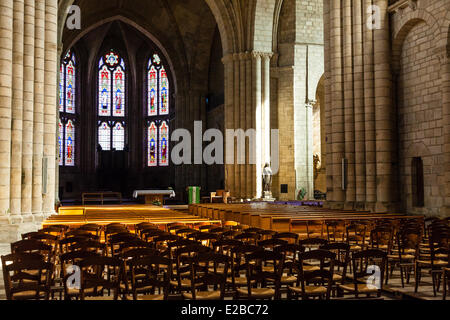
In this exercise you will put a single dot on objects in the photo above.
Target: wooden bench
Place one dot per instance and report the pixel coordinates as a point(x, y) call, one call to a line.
point(101, 197)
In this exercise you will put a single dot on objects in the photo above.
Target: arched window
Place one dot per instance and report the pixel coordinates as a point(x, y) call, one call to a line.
point(67, 110)
point(158, 109)
point(111, 102)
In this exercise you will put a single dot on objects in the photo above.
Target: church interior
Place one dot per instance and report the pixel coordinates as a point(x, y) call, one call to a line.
point(224, 149)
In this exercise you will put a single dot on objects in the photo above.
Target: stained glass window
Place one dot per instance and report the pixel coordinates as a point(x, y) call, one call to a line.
point(164, 94)
point(112, 101)
point(67, 109)
point(104, 136)
point(60, 142)
point(158, 109)
point(118, 137)
point(152, 145)
point(152, 92)
point(164, 144)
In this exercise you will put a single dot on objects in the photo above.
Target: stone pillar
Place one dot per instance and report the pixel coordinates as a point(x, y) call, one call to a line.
point(337, 114)
point(266, 106)
point(328, 99)
point(250, 172)
point(369, 111)
point(228, 114)
point(51, 70)
point(6, 60)
point(358, 95)
point(242, 168)
point(236, 116)
point(257, 114)
point(17, 112)
point(349, 123)
point(384, 112)
point(445, 67)
point(28, 87)
point(38, 129)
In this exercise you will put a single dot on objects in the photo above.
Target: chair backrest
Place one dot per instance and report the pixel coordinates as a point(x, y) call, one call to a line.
point(258, 275)
point(312, 242)
point(93, 277)
point(370, 262)
point(26, 277)
point(381, 238)
point(323, 276)
point(342, 252)
point(356, 233)
point(248, 237)
point(34, 246)
point(146, 275)
point(271, 243)
point(204, 272)
point(289, 236)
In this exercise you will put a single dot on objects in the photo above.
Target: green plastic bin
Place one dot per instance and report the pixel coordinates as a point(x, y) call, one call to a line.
point(193, 194)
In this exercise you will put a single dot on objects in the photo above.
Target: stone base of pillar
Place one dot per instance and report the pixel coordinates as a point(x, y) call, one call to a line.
point(334, 205)
point(349, 205)
point(384, 207)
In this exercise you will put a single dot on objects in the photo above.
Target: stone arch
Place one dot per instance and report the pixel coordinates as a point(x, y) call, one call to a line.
point(406, 24)
point(217, 7)
point(276, 23)
point(129, 21)
point(263, 25)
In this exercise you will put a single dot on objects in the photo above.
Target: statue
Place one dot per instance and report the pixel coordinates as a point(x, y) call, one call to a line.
point(267, 180)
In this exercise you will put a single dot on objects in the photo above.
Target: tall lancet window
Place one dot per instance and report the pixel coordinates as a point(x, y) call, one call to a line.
point(67, 110)
point(158, 110)
point(111, 102)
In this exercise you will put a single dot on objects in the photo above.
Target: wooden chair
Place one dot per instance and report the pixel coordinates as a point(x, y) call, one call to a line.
point(288, 236)
point(438, 258)
point(406, 253)
point(94, 280)
point(208, 269)
point(182, 256)
point(342, 252)
point(322, 278)
point(69, 265)
point(356, 236)
point(290, 254)
point(239, 265)
point(26, 278)
point(150, 278)
point(34, 246)
point(258, 279)
point(363, 262)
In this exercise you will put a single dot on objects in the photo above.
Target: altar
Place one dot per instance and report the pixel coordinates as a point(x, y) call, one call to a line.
point(154, 195)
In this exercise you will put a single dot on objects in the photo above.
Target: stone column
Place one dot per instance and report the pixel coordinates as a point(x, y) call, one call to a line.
point(328, 100)
point(358, 73)
point(266, 107)
point(349, 124)
point(236, 117)
point(38, 129)
point(369, 111)
point(445, 67)
point(257, 114)
point(384, 112)
point(250, 174)
point(228, 114)
point(51, 70)
point(6, 59)
point(337, 114)
point(242, 168)
point(17, 112)
point(28, 88)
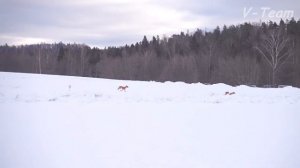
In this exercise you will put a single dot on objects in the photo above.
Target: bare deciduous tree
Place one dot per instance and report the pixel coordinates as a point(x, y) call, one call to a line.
point(275, 49)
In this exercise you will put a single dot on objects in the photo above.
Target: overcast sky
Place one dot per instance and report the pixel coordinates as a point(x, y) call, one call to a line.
point(119, 22)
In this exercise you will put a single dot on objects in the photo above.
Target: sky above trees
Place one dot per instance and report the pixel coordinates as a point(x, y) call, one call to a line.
point(117, 22)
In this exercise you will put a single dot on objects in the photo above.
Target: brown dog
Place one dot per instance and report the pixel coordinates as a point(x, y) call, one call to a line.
point(122, 88)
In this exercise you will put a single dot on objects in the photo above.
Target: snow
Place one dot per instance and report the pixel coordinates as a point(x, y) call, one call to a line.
point(57, 121)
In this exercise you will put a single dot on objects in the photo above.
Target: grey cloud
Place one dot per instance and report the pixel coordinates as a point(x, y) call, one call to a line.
point(103, 23)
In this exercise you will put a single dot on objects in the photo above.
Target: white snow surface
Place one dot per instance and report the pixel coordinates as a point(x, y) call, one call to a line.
point(49, 121)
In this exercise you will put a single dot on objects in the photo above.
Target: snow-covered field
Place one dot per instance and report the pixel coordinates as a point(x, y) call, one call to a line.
point(49, 121)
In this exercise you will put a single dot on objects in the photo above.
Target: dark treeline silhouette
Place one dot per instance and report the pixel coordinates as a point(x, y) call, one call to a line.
point(250, 53)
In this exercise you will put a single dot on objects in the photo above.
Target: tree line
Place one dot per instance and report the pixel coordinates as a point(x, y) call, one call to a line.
point(250, 54)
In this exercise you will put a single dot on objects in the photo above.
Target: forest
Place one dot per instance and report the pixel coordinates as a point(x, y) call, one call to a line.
point(264, 54)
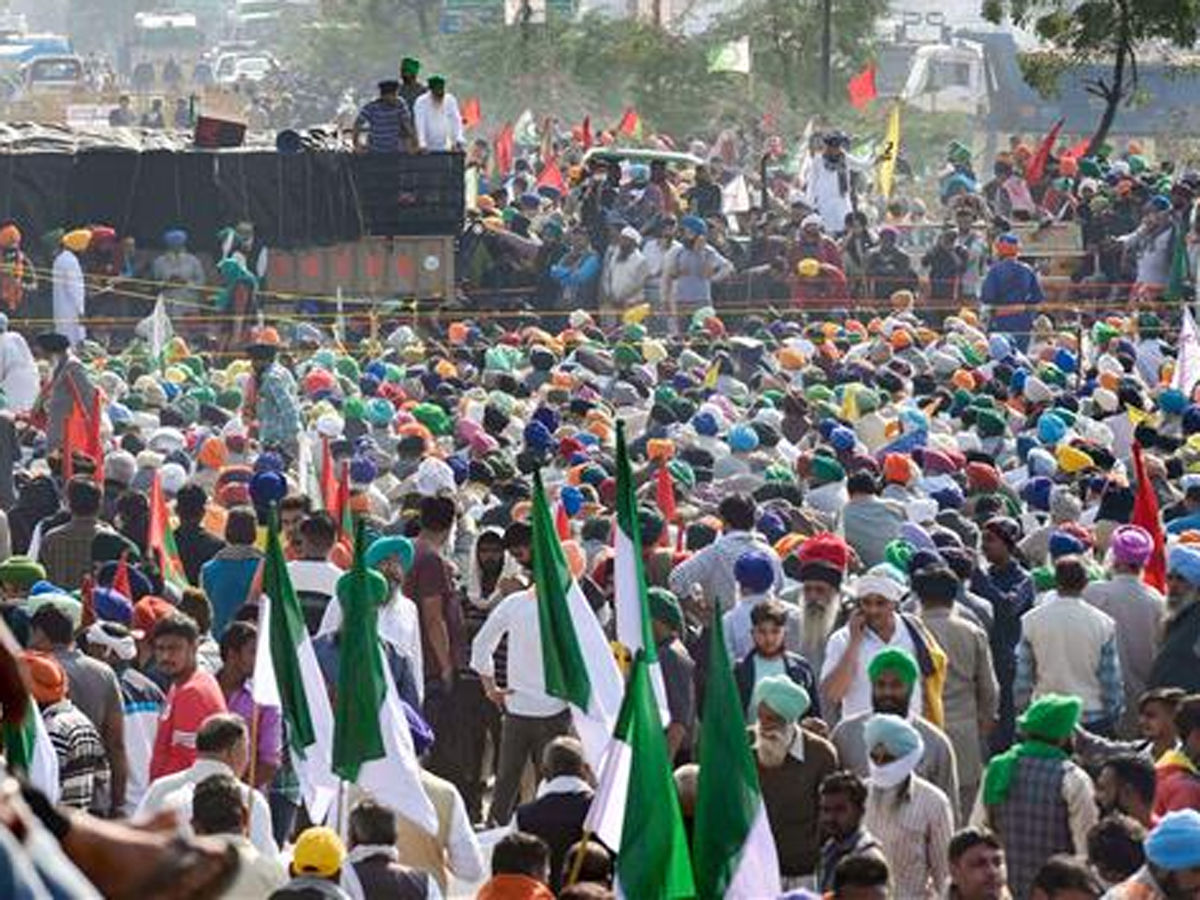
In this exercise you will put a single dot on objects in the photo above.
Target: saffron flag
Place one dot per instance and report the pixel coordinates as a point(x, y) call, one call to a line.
point(1145, 514)
point(162, 537)
point(471, 113)
point(504, 148)
point(630, 124)
point(891, 151)
point(1037, 167)
point(552, 177)
point(862, 88)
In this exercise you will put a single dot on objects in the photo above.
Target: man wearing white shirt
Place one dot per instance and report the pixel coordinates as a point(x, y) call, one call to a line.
point(437, 119)
point(532, 718)
point(874, 625)
point(221, 748)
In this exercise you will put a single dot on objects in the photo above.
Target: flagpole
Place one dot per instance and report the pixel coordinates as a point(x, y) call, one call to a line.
point(253, 761)
point(577, 863)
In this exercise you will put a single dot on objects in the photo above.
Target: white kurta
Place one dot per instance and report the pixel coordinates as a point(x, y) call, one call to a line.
point(69, 297)
point(18, 372)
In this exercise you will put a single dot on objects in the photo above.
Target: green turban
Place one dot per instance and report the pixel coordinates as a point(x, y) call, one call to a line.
point(665, 607)
point(391, 546)
point(826, 468)
point(783, 696)
point(1044, 726)
point(894, 659)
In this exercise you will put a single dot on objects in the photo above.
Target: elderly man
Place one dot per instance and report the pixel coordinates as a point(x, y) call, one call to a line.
point(911, 817)
point(792, 763)
point(1033, 796)
point(894, 673)
point(971, 695)
point(875, 624)
point(1173, 862)
point(1176, 664)
point(1135, 607)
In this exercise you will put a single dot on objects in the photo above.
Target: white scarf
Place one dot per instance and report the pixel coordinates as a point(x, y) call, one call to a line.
point(893, 773)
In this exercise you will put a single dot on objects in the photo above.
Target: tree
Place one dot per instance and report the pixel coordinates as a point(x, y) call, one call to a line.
point(1090, 30)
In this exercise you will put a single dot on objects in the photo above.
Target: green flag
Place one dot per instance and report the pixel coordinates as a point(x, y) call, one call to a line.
point(636, 808)
point(735, 852)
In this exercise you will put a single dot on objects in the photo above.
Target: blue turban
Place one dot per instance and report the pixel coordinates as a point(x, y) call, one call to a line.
point(571, 499)
point(1036, 492)
point(895, 733)
point(269, 461)
point(1174, 844)
point(268, 487)
point(547, 417)
point(1065, 545)
point(393, 546)
point(1185, 561)
point(754, 571)
point(783, 696)
point(743, 439)
point(706, 424)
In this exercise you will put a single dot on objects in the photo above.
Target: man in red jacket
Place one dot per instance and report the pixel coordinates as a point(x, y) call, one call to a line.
point(1179, 775)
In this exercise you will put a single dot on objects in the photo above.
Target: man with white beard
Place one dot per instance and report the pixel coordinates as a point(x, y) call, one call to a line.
point(792, 762)
point(910, 817)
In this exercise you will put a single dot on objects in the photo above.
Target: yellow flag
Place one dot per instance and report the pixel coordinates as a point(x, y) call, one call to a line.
point(891, 151)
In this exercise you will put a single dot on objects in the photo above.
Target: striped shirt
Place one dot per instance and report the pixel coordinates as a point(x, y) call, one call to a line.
point(84, 777)
point(387, 126)
point(913, 825)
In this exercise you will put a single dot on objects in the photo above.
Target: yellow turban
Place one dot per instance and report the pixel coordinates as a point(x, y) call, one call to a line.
point(77, 241)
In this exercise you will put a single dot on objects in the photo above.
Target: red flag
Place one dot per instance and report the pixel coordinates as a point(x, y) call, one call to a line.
point(471, 113)
point(552, 177)
point(1037, 166)
point(328, 480)
point(121, 583)
point(562, 522)
point(862, 88)
point(81, 433)
point(664, 493)
point(1145, 514)
point(1080, 150)
point(503, 149)
point(630, 124)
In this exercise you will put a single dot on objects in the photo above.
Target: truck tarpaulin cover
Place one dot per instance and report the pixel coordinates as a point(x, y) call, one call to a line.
point(294, 199)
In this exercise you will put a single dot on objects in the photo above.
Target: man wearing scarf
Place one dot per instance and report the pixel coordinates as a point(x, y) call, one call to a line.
point(792, 762)
point(1033, 796)
point(911, 819)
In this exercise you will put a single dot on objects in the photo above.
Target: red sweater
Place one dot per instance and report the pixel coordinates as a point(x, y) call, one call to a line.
point(187, 706)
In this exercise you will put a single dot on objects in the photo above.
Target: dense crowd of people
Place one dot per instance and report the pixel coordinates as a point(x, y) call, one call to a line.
point(951, 529)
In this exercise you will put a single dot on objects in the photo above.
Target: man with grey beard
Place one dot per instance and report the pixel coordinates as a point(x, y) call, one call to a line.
point(792, 762)
point(1176, 664)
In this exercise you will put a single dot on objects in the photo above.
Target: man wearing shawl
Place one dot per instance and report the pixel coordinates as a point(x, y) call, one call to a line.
point(911, 817)
point(1033, 796)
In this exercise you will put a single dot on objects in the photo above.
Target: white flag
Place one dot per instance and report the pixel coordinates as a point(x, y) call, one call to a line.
point(1187, 365)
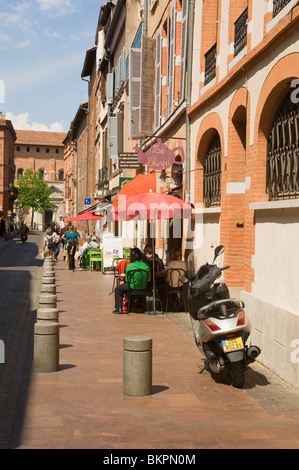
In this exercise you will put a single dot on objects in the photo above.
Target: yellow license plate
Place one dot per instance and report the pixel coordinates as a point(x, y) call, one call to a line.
point(232, 344)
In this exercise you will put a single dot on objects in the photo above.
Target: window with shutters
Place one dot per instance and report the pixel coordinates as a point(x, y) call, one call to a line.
point(112, 140)
point(147, 86)
point(171, 69)
point(183, 49)
point(279, 5)
point(212, 174)
point(158, 79)
point(282, 178)
point(134, 92)
point(210, 64)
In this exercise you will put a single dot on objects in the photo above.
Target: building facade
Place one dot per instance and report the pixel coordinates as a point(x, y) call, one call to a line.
point(44, 152)
point(217, 83)
point(244, 180)
point(8, 193)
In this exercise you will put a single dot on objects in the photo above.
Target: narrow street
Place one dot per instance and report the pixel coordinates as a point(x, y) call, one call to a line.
point(82, 406)
point(20, 271)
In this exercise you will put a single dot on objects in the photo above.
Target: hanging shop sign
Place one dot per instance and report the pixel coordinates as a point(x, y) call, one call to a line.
point(128, 160)
point(160, 157)
point(123, 181)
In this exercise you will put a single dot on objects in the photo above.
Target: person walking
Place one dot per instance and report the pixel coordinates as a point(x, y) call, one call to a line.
point(72, 243)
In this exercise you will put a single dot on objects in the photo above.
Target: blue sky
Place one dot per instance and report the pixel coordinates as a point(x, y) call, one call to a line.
point(42, 51)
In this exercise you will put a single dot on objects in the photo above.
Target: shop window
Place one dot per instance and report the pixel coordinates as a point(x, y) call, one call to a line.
point(241, 26)
point(210, 64)
point(212, 174)
point(282, 178)
point(278, 5)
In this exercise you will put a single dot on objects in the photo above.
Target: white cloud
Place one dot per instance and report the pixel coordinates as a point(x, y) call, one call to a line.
point(56, 7)
point(22, 122)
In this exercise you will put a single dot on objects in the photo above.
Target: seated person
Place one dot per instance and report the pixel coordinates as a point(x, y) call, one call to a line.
point(172, 277)
point(121, 268)
point(94, 244)
point(83, 258)
point(138, 283)
point(158, 263)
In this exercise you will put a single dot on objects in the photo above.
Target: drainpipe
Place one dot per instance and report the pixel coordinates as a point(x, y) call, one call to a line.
point(87, 131)
point(188, 96)
point(145, 18)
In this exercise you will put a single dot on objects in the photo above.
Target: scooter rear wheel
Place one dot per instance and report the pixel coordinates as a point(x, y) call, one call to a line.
point(237, 371)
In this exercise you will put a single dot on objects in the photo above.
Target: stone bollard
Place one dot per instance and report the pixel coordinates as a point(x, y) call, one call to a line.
point(137, 366)
point(48, 289)
point(47, 301)
point(48, 273)
point(48, 315)
point(48, 280)
point(46, 346)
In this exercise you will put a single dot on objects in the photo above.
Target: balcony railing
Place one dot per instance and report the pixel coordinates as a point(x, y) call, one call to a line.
point(210, 64)
point(278, 5)
point(241, 26)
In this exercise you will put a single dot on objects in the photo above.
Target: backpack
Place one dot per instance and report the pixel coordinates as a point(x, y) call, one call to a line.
point(50, 243)
point(71, 242)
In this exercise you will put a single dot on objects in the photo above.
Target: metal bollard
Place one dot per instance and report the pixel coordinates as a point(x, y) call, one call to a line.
point(47, 314)
point(46, 347)
point(137, 366)
point(47, 301)
point(48, 280)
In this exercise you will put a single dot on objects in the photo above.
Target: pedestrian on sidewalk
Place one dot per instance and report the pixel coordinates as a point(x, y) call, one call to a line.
point(49, 240)
point(72, 243)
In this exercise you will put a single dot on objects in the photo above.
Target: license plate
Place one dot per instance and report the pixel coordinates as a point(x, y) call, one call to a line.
point(232, 344)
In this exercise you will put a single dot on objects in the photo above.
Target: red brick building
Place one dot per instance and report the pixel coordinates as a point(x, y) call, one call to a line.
point(44, 152)
point(7, 166)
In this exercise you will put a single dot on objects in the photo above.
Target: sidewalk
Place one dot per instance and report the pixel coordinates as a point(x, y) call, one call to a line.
point(82, 407)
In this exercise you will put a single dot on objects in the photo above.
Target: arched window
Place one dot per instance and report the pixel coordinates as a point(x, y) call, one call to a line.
point(212, 174)
point(20, 173)
point(41, 171)
point(282, 179)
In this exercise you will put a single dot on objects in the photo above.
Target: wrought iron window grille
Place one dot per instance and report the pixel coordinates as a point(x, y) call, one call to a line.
point(212, 174)
point(241, 27)
point(282, 176)
point(279, 5)
point(210, 64)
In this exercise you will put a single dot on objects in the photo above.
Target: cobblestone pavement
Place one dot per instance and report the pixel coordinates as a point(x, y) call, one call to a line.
point(82, 405)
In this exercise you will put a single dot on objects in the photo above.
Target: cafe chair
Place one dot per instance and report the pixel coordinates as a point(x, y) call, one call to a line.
point(137, 298)
point(174, 287)
point(95, 256)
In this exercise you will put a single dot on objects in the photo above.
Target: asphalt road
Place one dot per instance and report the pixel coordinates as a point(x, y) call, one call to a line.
point(20, 276)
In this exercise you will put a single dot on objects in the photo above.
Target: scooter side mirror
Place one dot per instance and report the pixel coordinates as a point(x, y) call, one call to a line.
point(183, 279)
point(218, 251)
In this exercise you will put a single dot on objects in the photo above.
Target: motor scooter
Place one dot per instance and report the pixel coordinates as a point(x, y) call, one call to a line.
point(24, 236)
point(221, 328)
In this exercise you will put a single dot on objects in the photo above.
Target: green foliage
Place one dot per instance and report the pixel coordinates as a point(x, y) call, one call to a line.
point(33, 192)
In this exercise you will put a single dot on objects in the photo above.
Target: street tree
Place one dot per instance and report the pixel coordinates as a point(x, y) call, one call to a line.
point(34, 193)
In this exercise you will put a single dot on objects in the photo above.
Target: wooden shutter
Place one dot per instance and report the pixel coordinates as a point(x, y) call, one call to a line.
point(110, 83)
point(100, 46)
point(158, 79)
point(147, 86)
point(172, 58)
point(112, 129)
point(134, 93)
point(183, 49)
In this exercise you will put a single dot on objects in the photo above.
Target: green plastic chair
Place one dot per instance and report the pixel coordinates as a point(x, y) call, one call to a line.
point(95, 256)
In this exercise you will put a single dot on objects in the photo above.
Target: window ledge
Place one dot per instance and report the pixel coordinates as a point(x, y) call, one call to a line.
point(268, 205)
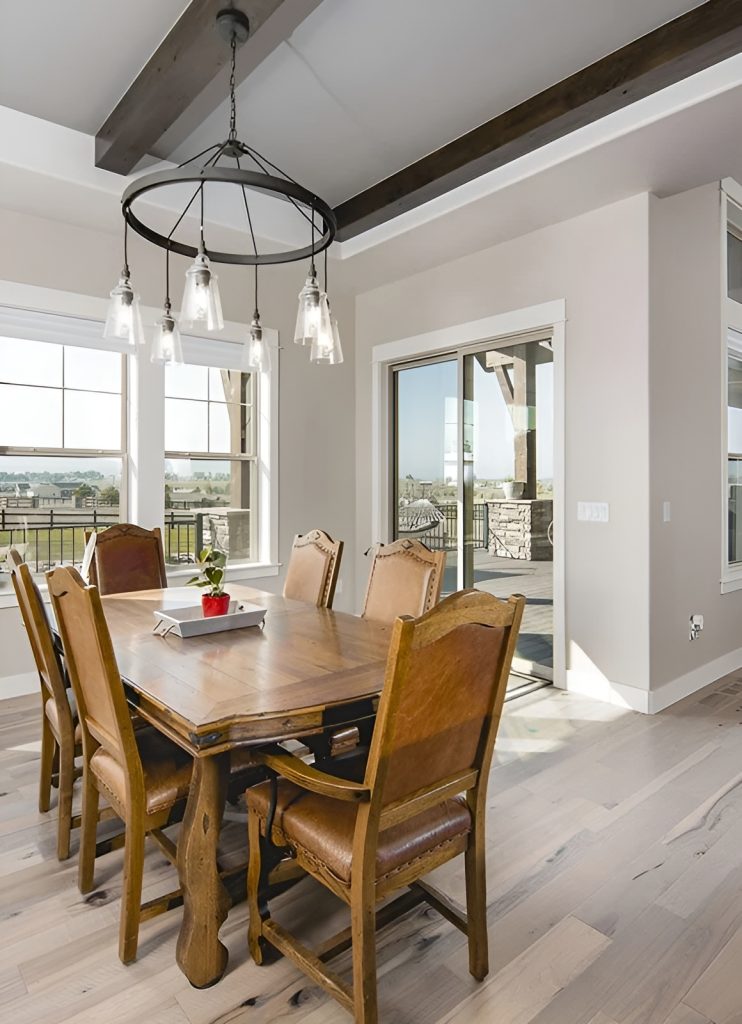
- - -
- **What is required**
Please go over the data above and copy each line with "shop" in it.

- **Exercise response**
Target: hanging shop sign
Target: shop window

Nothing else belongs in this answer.